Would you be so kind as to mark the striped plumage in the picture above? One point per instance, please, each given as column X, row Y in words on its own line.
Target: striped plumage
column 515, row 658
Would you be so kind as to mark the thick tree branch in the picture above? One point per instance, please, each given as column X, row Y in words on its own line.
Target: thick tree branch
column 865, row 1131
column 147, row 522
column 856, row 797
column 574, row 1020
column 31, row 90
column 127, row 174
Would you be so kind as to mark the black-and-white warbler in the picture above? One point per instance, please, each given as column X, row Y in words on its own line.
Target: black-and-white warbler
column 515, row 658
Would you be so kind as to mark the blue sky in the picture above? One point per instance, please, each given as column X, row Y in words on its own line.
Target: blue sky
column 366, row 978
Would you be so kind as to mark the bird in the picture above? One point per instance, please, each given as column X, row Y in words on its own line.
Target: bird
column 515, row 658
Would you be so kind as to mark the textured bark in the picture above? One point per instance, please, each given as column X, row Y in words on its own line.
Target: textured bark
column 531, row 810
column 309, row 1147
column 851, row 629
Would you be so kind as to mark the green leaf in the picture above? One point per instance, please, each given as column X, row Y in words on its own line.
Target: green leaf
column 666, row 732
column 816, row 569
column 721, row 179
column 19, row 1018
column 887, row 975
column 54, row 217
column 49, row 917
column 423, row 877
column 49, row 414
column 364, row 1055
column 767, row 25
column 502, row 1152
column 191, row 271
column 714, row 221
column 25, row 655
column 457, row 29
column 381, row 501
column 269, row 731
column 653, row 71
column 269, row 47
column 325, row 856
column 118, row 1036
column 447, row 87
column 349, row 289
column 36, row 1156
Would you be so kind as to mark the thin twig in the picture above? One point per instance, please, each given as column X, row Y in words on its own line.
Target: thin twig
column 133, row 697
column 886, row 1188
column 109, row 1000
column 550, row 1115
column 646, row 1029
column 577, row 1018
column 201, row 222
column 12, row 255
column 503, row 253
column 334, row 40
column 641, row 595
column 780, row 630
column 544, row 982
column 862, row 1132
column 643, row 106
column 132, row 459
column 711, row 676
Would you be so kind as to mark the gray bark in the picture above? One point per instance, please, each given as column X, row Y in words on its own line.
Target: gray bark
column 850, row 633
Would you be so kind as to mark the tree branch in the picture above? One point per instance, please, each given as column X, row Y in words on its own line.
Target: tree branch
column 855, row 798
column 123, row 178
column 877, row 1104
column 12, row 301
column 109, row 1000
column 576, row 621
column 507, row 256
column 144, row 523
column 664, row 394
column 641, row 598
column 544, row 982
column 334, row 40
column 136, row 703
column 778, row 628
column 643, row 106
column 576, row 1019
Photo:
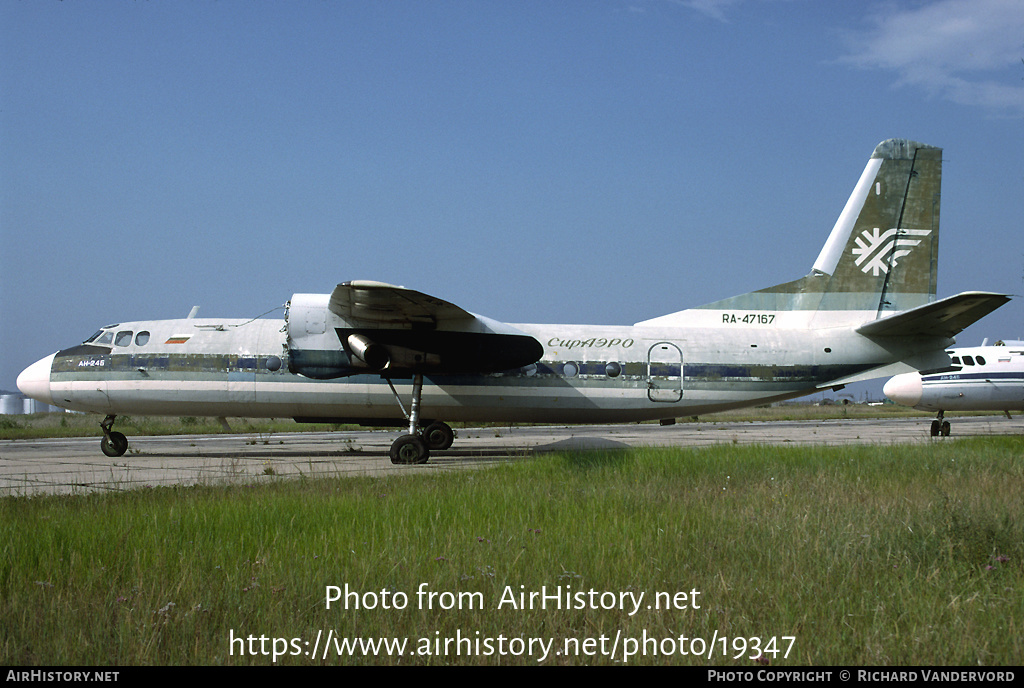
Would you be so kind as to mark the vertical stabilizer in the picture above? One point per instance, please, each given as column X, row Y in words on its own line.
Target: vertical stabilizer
column 882, row 254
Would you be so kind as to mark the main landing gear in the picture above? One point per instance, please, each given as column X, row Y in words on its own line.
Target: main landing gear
column 939, row 426
column 415, row 447
column 113, row 443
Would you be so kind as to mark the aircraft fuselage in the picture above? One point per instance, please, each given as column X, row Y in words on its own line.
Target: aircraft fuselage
column 588, row 374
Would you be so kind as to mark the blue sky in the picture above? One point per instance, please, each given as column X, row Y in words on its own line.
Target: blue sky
column 599, row 161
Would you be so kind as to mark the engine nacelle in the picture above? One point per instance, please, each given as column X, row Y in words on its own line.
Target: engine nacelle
column 324, row 345
column 373, row 355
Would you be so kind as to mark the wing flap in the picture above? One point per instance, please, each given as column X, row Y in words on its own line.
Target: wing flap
column 945, row 317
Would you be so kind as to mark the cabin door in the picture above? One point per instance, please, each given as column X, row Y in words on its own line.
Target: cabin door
column 665, row 373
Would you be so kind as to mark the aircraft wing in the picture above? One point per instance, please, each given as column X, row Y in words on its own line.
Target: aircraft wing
column 377, row 303
column 940, row 318
column 374, row 327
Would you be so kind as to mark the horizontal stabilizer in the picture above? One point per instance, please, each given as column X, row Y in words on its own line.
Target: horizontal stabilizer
column 941, row 318
column 378, row 303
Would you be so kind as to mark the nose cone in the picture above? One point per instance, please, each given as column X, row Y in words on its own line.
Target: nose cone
column 35, row 380
column 903, row 389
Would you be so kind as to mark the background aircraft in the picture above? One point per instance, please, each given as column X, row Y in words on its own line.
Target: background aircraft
column 866, row 309
column 981, row 378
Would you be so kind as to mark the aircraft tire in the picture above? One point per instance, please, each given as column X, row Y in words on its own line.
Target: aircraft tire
column 114, row 444
column 409, row 449
column 438, row 436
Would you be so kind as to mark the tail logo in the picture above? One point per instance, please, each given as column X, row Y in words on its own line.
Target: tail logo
column 877, row 250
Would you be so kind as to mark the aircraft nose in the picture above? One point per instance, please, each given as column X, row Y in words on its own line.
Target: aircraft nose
column 903, row 389
column 35, row 380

# # # #

▶ What you will do
Reproduce all of the data above word for word, leaving out the pictures.

▶ Solution for this exercise
Would you be so kind as to mark the striped plumage in the picture above? One point per instance, please, each given as column X, row Y in words on its own line.
Target: striped plumage
column 515, row 658
Would you be so kind as to mark the thick tree branch in the picture above? One point per instance, please, each given as column X, row Y in words on its own line.
Target: thick tree branch
column 865, row 1131
column 147, row 522
column 856, row 797
column 574, row 1020
column 31, row 90
column 127, row 174
Would you be so kind as to mark the black-and-white warbler in the picture above? One point per instance, please, each given as column X, row Y in words on its own line.
Target: black-and-white warbler
column 515, row 658
Would you be so kind as to mark the blue sky in the picture above? One point per instance, please, each given as column X, row Y in words on its own line.
Target: blue sky
column 366, row 978
Would you be so kind as to mark the bird in the picture above? One point per instance, please, each given as column X, row Y in words on its own line.
Target: bird
column 515, row 658
Would you be so kind as to mark the textured bark in the picture above? One point per instance, please, each given as column X, row Y in words on its own line.
Target: textured bark
column 531, row 810
column 309, row 1147
column 851, row 629
Would you be so kind as to mark the green leaf in the picture above? One point per instance, please, each given as column X, row Y in words on its own line.
Target: green leaf
column 666, row 732
column 816, row 569
column 721, row 179
column 19, row 1018
column 887, row 975
column 54, row 217
column 49, row 917
column 423, row 877
column 49, row 414
column 364, row 1055
column 767, row 25
column 502, row 1152
column 191, row 271
column 714, row 221
column 25, row 655
column 457, row 29
column 381, row 501
column 269, row 731
column 653, row 71
column 269, row 47
column 325, row 856
column 118, row 1036
column 447, row 87
column 349, row 289
column 36, row 1156
Would you be so kind as to mark the thin twig in the picture above? One point per instance, please, each given as column X, row Y in words on its own line.
Target: thin twig
column 133, row 697
column 886, row 1188
column 109, row 1000
column 550, row 1115
column 646, row 1029
column 577, row 1018
column 201, row 222
column 12, row 255
column 503, row 253
column 334, row 40
column 641, row 595
column 780, row 630
column 544, row 982
column 862, row 1132
column 643, row 106
column 132, row 459
column 711, row 676
Would you be so kind as to mark the gray bark in the picture above? One point per instance, please, each given as column X, row Y in words on its own line.
Target: gray bark
column 850, row 633
Would you be so kind as to mark the tree branch in the picture above? One point per instance, please, each given as column X, row Y in words on its own line.
Target: tree branch
column 855, row 798
column 123, row 178
column 877, row 1104
column 12, row 301
column 109, row 1000
column 576, row 621
column 507, row 256
column 144, row 523
column 664, row 394
column 641, row 598
column 544, row 982
column 334, row 40
column 136, row 703
column 778, row 628
column 643, row 106
column 576, row 1019
Photo:
Would you be so kind as to mark the vertical stabilizer in the picture above? One point per instance, please, each given as column X, row Y in words on its own line.
Target: vertical stabilizer
column 882, row 254
Would you be so kind as to mark the main landing gear in the picture above? One point per instance, please, each given as column X, row Y in words on its own line.
Target: main landing gear
column 939, row 426
column 415, row 447
column 113, row 443
Would you be so kind as to mark the aircraft fuselage in the picture above? One point per instance, please, each given as column X, row Y in words on its own line.
Target: aircraft fuselage
column 588, row 374
Would you be so kind as to mark the blue sky in the picture above? One point per instance, please, each given as column X, row Y in words on its own line.
Target: blue sky
column 599, row 161
Would you be so kind as to mark the engine nacelle in the picture above? One point per instance, please, each given as column X, row Y in words on its own line.
Target: engine nacelle
column 324, row 345
column 373, row 355
Would you be so kind as to mark the wing flap in the picture above? One point per instance, please, each given as column X, row Y in words on its own line.
Target: wing flap
column 945, row 317
Would you be so kind as to mark the cabin door in the picture above? One point per instance, please, each given as column X, row Y in words on its own line.
Target: cabin door
column 665, row 373
Would you be so kind as to mark the aircraft wing in the picture above? One point per instance, please, each given as column X, row Y in words on its own line.
Target: aircraft wing
column 377, row 303
column 940, row 318
column 374, row 327
Would you be so kind as to mark the horizontal stabilizer in the picture above? One point per instance, please, each given as column X, row Y in words on its own line.
Target: horizontal stabilizer
column 941, row 318
column 378, row 303
Would you be so kind as to mark the nose cone in the picture above? One point per instance, please, each given as column X, row Y in words on its own line.
Target: nose cone
column 35, row 380
column 903, row 389
Would you be so kind as to mark the background aircraft in the picture above? One point per instance, please, each given as column X, row Y in words on its own line.
Target: background aircraft
column 866, row 309
column 981, row 378
Would you be so kind as to mark the aircraft tire in the picture above? One point per instance, please, each given as column X, row Y in words on its own line.
Target: aircraft tire
column 114, row 444
column 409, row 449
column 438, row 436
Would you be so kind as to mark the tail logo in the picture above? One point per instance, please, each given as column X, row Y in words on its own line.
Target: tail logo
column 877, row 250
Would you be so kind as to mark the aircraft nose in the picture above? One point per instance, please, each given as column X, row Y in words on its own line.
Target: aircraft nose
column 903, row 389
column 35, row 380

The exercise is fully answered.